[Selected passage — start]
WHAT ASTRONOMERS CAN, SHOULD, CANNOT AND SHOULD NOT COMMENT ON REGARDING EXTRATERRESTRIAL LIFE

Probability of Extraterrestrial Life: Astronomers can tell us roughly how many stars there are per galaxy and what kind of stars they are and how many galaxies there are in the visible universe and roughly what the average solar system might be like, it’s components and constituents, but that’s as far as it goes. When it comes down to whether life arises and evolves on any of these extra-solar planets up through and including intelligence and technologies is an exercise better left to biologists and anthropologists.

Extra-Solar Planets and Planetary Systems: Astronomers are doing an outstanding job in discovering planets orbiting around other stars than just our Sun. They can pretty much estimate, maybe guesstimate, their size and orbital characteristics. They can also determine what the atmospheric constituents are – if any. However, what precisely that composition signifies – constituents perhaps in chemical disequilibrium suggestive of biomarkers – is an analysis best left to chemists and biochemists.
[Selected passage — finish]
-- Required action --
Continue the piece on what astronomers can and cannot comment on regarding extraterrestrial life, starting after its paragraph on extra-solar planets.
[Data extracts — start]
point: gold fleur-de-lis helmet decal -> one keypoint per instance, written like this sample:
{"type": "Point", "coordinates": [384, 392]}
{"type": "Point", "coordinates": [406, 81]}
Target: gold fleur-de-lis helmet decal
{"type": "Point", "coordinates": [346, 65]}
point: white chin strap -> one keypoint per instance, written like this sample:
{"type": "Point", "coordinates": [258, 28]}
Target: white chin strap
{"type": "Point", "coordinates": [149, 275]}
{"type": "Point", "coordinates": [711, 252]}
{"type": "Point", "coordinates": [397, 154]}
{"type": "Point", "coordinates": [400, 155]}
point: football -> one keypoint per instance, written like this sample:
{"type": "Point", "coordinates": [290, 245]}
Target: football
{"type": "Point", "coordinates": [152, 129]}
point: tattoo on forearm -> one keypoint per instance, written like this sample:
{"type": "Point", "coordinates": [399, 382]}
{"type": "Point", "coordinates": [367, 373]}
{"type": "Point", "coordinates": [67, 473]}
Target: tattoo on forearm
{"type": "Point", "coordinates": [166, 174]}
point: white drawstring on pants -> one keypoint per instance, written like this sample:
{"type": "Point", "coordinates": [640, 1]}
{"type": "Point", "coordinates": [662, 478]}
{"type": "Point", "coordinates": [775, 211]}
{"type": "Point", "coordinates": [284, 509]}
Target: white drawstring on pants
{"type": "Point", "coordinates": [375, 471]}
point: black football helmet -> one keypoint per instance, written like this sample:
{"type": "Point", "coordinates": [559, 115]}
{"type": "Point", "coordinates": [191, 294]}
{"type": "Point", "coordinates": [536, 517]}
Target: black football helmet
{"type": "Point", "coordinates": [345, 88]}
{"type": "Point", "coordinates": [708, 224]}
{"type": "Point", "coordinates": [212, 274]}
[Data extracts — finish]
-- Task answer --
Origin of Life and Panspermia: Astronomers have no academic bona-fides that enables them to wax lyrical on these topics. Maybe terrestrial life originated on Earth; maybe it came via spores (or some such) from outer space (panspermia), but that’s not a subject that’s part and parcel of astronomy, even if extrapolated to abodes somewhere out there.

Transition from Simple (Unicellular) to Complex (Multicellular) Life: Any pontificating on this subject by astronomers is pure and simply their personal opinion. Astronomers would be pissed if evolutionary biologists got press coverage for commenting on the astrophysics of Black Holes, yet astronomers seem to feel capable of practicing biology, as long as it’s called extraterrestrial biology, astrobiology or biology in outer space.

Evolutionary Rise of Intelligence, Technology and the Longevity of Civilizations: Any such speculations are best left to anthropologists as these topic fall way, way, way outside of the realm of academic astronomy.  

Life Not As We Know It: Any speculation on alternative biochemistries (substitute silicon for carbon; ammonia for water; etc.), in fact the entire definition of what life itself is, is best left to biochemists and related disciplines.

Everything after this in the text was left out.